▸ **Prompt 1**:
Answer these questions from the moors travel account:
(a) What was the temperature when the travelers set out across the moors?
(b) What was the only thing growing in the bleak, desolate parts of the moors?
(c) Which restaurant did they stop at for lunch?
▸ **Prompt 2**:
Pick up the moors travel account after its last sentence and continue it in the same voice.

▸ **Source passage**:
· · · · ·

Sand grit boxes - waiting, waiting 

Wild moors 

Lovely village scenery


If there is no where to park, just stop! 

Angel of the North, just flying by 

Northumberland scenery, just a little bit different 

Chester Fort 

Where did the show go? 

Pretending to be a statue 

Having a hot bath 

The bath house 

More Northumberland countryside 

At last, Hadrian's Wall 

Willowford Farm


It was with sadness, and much time, that we said goodbye to our hosts at Glendale B & B – such a wonderful place to stay. With the temperature at a rather cool 7 degrees, we headed across the moors, following many narrow and winding roads with their roadside sand grit boxes just waiting for some ice. The moors are such an amazing area of contrasts; some are very bleak and desolate with nothing growing except the heather and bracken fern (all quite dead at the moment), other areas in the small valleys are more sheltered and this is were the trees grow alongside the twisting streams and everything is very green and mossy.


Unfortunately, our journey today involved a fair bit of travel on motorways, but it did seem to be the only way to skirt Newcastle. The most exciting structure we saw, apart from coal fired power stations, was the Angle of the North. This huge sculpture flashed by almost before I could get the camera out.

By this time, the temperature was dropping and the rain was coming down in earnest and it being past the lunch hour, we decided to treat ourselves, for the first time, to a Little Chef meal (these are family friendly restaurants, far more upmarket than McDonalds, scattered along the roadways). Not too bad, either.

· · · · ·

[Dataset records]
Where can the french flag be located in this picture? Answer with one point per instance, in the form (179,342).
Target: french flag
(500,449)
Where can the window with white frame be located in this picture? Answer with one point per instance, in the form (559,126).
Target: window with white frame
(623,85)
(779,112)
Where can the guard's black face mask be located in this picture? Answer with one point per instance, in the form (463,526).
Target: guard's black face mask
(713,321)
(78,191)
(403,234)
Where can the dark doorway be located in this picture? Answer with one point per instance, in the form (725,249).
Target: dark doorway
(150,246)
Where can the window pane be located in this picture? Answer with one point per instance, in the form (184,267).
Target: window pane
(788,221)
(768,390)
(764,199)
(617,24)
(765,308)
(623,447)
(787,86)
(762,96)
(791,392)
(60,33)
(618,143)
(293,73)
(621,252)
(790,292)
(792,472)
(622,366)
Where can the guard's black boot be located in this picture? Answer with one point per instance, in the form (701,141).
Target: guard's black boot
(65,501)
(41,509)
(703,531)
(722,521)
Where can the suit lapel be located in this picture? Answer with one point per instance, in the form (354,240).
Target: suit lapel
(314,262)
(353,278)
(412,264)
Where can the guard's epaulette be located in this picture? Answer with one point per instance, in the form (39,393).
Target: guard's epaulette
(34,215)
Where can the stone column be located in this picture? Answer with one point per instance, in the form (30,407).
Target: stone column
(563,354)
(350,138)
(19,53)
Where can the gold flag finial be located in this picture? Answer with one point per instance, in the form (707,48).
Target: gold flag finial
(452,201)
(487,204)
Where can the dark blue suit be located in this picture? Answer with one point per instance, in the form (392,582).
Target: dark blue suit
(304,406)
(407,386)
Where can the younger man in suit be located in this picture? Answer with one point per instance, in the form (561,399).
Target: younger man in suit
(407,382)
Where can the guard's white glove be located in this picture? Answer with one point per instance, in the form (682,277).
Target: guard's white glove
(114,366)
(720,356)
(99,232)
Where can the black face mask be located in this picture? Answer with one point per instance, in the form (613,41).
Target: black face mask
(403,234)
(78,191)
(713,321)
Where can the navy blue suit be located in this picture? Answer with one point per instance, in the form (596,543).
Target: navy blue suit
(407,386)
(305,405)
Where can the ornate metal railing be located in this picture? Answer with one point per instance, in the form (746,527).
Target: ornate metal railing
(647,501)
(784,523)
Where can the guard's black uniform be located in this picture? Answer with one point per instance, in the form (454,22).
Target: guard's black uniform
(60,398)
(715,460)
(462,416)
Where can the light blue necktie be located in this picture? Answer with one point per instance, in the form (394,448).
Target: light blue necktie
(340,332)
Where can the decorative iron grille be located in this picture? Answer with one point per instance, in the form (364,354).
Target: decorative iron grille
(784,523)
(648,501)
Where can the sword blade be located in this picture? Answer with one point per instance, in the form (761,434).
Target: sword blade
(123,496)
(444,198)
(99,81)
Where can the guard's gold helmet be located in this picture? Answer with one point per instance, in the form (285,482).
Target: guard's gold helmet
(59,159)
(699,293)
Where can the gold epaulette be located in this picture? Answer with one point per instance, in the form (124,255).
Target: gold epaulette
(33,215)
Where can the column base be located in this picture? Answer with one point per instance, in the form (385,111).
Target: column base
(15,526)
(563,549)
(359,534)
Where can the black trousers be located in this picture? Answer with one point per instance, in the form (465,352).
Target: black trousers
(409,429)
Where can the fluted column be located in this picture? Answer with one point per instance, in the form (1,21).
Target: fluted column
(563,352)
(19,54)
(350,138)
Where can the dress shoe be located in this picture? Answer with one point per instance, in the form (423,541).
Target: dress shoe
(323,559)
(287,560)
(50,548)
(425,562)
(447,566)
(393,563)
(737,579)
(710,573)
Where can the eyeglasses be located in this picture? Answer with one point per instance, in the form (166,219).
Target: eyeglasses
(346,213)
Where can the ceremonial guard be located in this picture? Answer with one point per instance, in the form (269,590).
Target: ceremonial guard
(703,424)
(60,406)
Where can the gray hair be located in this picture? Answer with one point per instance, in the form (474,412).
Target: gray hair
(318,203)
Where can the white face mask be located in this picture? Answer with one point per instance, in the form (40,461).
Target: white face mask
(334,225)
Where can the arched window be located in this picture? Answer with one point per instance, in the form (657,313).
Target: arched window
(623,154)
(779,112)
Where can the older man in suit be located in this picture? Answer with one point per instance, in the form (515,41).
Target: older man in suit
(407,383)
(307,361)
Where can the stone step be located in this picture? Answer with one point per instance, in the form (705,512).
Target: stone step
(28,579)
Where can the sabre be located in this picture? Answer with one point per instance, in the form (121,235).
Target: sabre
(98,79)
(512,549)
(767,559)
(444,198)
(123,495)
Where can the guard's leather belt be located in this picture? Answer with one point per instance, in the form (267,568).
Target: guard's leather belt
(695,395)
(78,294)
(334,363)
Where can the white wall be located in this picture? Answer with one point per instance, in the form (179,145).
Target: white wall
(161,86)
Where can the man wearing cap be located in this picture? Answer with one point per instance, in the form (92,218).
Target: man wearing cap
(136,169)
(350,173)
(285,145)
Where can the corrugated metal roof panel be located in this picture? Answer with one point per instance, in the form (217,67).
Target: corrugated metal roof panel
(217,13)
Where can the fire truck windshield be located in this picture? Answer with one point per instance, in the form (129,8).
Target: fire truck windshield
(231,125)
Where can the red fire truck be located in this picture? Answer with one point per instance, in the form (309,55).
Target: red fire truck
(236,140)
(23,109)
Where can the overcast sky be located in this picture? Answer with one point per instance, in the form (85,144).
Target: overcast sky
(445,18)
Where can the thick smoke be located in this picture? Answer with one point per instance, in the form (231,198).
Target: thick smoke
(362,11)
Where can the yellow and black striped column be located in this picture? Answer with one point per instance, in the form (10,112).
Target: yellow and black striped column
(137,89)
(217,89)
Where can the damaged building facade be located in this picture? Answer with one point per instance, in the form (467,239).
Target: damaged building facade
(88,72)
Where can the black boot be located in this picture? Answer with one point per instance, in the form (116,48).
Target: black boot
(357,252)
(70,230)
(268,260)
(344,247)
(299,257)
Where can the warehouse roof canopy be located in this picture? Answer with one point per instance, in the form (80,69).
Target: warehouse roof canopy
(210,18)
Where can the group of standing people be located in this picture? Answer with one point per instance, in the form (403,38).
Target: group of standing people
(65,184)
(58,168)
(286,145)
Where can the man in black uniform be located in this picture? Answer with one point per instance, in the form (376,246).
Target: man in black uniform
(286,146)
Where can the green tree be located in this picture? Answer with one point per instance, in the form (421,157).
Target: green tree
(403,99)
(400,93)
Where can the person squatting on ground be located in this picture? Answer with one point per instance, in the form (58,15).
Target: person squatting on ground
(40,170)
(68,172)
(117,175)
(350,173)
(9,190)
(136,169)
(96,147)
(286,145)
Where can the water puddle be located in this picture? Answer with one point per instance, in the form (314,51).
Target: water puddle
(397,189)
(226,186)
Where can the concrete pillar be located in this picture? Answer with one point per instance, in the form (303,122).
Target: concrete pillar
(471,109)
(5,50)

· · · · ·

▸ **Expected output 1**:
(a) 7 degrees
(b) Heather and bracken fern
(c) A Little Chef

▸ **Expected output 2**:
We were now in Hadrian’s Wall territory, so the first stop was the visitor information centre to be advised on the best sites to visit. Of course, we had to back track about 11 miles to Chester Fort and its bathhouse and museum, but did manage to look around this interesting site between showers. We were amazed that we were actually able to work among the ruins, touch them, even sit on them. Our next stop was at Housestead and after walking through the mud to the track through the sheep paddock, I realised there was a half mile walk uphill, into a stiff breeze and with very dark rain clouds fast approaching. It didn’t take long to decide a photo with the zoom lens and a read of the brochure would suffice as a visit to this place. Back into the car and on to the next fort, with the rain belting down and the temperature dropping to 5 degrees. Another fort on top of another hill, but not quite as far to walk and at least it had stopped raining. At last, we actually got to see the Wall!!! After a walk around the ruins, and another sheep paddock (yes, AQIS will want to disinfect our shoes), it was on to our B & B and Moorfield Farm, a working farm. Guess what was all the way beside the long driveway? Hadrian’s Wall – and we had spent all afternoon wandering around “having jolly good fun” looking for it!

Tonight we get to sleep in a converted cow byre – it is very nice, on the ground floor (no stairs to carry cases up), has underfloor heating and an ultra modern ensuite. The young couple who own the place also serve a three course dinner (for a fee, of course) each evening.